Conjunto de tareas -
[A] Responde estas preguntas sobre el texto acerca de «Tenemos que hablar de Kevin»:
(i) ¿En qué libro de David Foster Wallace aparece el relato citado?
(ii) ¿Qué siente el hombre moribundo hacia su hijo?
(iii) ¿Qué confiesa ser el hombre mientras delira en sus últimos minutos de aliento?
[B] Retoma el texto sobre «Tenemos que hablar de Kevin» y continúalo a partir de su última oración.

Fragmento del documento -
TENEMOS QUE HABLAR DE KEVIN: El cine nos da una base fija sobre la que hablar

Él reinó desde su cuna, desde el primer momento.

[«En su lecho de muerte, cogiéndote la mano, el padre del aclamado nuevo dramaturgo joven y alternativo pide un favor», en Entrevistas breves con hombres repulsivos, David Foster Wallace]

 

En el relato de David Foster Wallace citado arriba, un hombre moribundo cuenta su historia, marcada por un profundo odio hacia su hijo, en quien sólo veía maldad y monstruosidad. Nadie más ha podido darse cuenta. Bien al contrario, todo el mundo lo adoraba y el padre no ha tenido más remedio que disimular su odio cerval durante toda su vida. Pero, en su interior, ver a su hijo, o la mera idea de tener que verlo, y no poder evitarlo, le hacía vivir en un infierno constante. Delirando en sus últimos minutos de aliento, confiesa ser una rata, pero desgrana los argumentos contra su hijo que le han llevado a serlo, intentando exculparse. No descubriremos si su repulsión tenía motivos ciertos o si era poco más que un loco.

Extractos del listado -

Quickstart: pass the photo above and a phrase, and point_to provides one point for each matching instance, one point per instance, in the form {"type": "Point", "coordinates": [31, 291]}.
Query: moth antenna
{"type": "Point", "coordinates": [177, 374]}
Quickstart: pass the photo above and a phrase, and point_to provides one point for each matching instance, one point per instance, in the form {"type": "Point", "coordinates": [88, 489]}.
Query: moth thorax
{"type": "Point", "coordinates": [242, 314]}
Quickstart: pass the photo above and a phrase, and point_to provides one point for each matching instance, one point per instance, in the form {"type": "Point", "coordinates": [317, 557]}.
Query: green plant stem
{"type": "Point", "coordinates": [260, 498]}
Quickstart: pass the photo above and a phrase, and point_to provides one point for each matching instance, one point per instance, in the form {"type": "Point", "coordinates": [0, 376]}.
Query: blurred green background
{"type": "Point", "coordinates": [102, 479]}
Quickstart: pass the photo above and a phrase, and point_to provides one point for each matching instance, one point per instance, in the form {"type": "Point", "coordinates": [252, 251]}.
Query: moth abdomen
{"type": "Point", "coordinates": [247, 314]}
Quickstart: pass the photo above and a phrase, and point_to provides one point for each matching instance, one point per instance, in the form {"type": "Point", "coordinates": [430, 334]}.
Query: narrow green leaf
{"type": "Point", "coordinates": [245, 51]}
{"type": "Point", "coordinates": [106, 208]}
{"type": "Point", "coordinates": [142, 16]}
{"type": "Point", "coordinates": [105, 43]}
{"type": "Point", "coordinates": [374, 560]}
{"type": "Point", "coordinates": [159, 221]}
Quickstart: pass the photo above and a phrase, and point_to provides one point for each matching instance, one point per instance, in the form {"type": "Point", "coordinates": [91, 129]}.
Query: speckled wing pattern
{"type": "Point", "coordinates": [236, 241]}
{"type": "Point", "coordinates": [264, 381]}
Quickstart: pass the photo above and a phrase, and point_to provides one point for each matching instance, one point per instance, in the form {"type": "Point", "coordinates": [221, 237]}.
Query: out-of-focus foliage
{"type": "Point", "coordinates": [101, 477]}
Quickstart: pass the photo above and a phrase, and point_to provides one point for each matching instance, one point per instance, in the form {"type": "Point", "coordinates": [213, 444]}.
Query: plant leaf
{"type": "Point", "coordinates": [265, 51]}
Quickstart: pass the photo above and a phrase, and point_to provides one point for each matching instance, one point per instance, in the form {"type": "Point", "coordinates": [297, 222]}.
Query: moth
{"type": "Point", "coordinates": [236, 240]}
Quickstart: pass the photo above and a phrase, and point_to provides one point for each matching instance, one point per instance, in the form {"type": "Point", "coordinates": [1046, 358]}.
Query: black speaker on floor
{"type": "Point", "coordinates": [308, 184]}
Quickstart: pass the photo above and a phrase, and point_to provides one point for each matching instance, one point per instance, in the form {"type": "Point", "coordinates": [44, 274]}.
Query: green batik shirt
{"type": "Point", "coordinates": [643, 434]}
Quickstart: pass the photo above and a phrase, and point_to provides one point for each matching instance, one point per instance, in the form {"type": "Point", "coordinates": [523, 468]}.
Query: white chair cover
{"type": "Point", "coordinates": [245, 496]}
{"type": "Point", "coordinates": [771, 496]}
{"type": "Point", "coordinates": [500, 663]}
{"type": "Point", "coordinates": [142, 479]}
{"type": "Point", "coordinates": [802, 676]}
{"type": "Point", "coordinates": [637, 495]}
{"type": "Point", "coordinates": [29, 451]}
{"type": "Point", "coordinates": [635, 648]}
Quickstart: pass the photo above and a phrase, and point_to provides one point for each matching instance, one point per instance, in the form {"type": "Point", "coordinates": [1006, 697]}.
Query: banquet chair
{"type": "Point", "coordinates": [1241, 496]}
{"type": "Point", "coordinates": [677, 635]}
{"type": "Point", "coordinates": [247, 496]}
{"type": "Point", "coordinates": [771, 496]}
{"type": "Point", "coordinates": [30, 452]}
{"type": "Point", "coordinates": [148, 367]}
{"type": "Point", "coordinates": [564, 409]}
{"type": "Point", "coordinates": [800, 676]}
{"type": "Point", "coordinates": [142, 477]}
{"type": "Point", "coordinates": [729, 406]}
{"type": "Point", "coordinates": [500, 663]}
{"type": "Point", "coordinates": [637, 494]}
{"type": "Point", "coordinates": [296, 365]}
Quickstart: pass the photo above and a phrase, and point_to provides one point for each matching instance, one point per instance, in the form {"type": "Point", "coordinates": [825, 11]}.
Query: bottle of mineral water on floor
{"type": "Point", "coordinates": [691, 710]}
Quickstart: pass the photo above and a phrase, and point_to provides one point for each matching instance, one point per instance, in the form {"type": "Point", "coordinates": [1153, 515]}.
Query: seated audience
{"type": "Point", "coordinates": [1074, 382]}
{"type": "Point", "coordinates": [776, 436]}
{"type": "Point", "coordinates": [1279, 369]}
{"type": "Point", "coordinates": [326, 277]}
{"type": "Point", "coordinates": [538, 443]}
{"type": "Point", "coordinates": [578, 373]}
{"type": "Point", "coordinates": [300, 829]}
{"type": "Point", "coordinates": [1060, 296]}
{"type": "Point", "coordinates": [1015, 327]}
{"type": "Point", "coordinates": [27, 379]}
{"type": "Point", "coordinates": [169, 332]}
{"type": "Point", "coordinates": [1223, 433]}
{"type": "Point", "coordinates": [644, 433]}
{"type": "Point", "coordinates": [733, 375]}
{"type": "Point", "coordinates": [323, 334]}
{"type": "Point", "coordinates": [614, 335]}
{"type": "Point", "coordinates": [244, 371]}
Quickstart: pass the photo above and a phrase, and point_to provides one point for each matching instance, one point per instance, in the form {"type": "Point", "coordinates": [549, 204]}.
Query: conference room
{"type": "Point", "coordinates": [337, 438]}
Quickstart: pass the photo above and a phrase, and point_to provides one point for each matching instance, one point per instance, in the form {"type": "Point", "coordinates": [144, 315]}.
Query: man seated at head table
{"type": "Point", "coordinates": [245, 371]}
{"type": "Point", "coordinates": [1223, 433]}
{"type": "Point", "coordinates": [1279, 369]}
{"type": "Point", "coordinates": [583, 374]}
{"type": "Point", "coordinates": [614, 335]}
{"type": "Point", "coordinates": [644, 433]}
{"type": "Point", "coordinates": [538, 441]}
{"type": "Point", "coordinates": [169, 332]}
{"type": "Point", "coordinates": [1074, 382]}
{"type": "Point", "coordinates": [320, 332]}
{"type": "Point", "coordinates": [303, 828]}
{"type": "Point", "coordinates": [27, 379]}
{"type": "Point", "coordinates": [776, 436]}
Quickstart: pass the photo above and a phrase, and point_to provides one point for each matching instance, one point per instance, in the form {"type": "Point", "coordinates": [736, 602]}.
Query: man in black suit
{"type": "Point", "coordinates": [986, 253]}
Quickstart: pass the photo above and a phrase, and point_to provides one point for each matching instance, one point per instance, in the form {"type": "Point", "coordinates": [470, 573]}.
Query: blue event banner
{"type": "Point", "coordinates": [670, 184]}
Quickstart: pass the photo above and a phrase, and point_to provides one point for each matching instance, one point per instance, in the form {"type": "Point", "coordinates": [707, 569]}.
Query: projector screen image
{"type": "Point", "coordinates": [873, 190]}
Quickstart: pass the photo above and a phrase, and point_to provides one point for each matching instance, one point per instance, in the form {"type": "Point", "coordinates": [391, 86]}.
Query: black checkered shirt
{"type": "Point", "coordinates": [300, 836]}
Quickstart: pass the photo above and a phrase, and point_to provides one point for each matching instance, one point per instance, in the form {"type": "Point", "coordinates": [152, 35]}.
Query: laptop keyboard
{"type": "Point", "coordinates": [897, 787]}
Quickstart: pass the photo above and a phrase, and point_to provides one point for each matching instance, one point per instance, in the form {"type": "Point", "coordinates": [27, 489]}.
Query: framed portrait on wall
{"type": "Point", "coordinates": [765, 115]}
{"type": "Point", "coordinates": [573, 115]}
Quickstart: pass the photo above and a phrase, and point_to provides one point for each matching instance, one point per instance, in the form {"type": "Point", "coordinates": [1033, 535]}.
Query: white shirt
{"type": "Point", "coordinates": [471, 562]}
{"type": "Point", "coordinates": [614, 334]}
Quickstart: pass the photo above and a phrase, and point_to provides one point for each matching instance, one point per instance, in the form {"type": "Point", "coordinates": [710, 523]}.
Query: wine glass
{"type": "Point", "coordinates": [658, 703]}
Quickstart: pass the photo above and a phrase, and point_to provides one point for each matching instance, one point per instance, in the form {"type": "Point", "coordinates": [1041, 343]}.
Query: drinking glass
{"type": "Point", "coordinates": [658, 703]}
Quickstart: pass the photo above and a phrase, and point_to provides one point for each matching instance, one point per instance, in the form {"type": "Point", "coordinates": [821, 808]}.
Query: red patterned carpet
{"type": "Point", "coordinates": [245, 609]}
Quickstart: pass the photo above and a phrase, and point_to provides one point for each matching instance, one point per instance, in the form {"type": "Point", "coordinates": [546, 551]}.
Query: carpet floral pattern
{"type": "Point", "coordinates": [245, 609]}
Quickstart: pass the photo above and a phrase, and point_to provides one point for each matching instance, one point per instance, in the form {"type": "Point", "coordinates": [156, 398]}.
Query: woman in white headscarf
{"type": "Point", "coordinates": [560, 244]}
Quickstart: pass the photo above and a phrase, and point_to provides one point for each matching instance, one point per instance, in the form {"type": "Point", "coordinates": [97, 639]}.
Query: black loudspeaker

Respuestas de la actividad -
[A]
(i) En *Entrevistas breves con hombres repulsivos*.
(ii) Un profundo odio.
(iii) Una rata.

[B]
Tenemos que hablar de Kevin cuenta una historia muy similar, en la que una mujer no consigue establecer lazos con su hijo. Desde pequeño, éste le lanza toda su rabia concentrada, mientras parece comportarse de manera más o menos normal con el resto del mundo. La diferencia respecto al relato de Wallace es que el cine nos da muchos más datos, es capaz de ofrecer más argumentos para decantar la ambigüedad hacia un lado (¿tiene razón y su hijo es un nuevo Damien?) o a otro (¿es una pobre tarada?). Porque el cine tiene la capacidad de enseñar los hechos, de mostrar las imágenes que nos ayuden a decidir. No es lo mismo leer una descripción en primera persona, o incluso de un narrador externo, que ver lo que sucede en los rostros enfrentados de los dos protagonistas. Sí, la mejor literatura puede lograrlo, pero lo audiovisual capta esa cierta realidad incontestable sin esfuerzo. Lo que se mueve en la pantalla tiene una vida propia que se libera, en mayor medida, de lo que se nos pretende contar.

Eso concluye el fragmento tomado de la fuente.